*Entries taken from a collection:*
- - -

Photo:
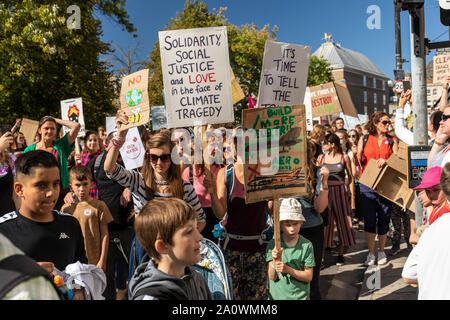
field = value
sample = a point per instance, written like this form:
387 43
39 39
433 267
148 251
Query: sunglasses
445 117
164 157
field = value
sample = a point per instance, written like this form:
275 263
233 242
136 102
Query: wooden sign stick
207 165
276 226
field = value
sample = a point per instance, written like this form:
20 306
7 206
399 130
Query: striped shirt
134 181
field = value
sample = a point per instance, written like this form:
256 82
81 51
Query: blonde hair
160 140
317 131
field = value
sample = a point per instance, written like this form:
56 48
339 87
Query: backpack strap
18 268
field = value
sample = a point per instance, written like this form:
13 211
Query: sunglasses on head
164 157
445 117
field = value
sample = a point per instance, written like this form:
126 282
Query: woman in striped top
159 177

- - -

*Directions:* Update the material above by replacing each "a point per instance" with "one point for each instance" and keeping everything else the same. Leave the pictures out of your answer.

*Result of the task:*
Photo:
field = value
sample = one point for each instance, written like this form:
387 43
39 39
433 267
148 251
Query: sunglasses
445 117
164 157
field = value
sample = one point for each instance, written like this form:
275 263
233 242
136 102
Query: wooden sign stick
207 165
276 226
field = value
sample = one point for each instance, written like this form:
20 306
7 206
399 130
Query: striped shirt
134 181
field = value
sample = one point for each instance, written like this form:
256 82
81 51
Query: blonde hair
160 140
317 131
field = value
sample = one point for each instance, written like this form:
56 48
339 87
Query: backpack strap
18 268
field = value
sample = one point for each instance, written like this form:
13 211
Query: sunglasses on head
164 157
445 117
field = value
sample = one point for each instance, written like this form:
126 282
Query: woman in striped top
159 177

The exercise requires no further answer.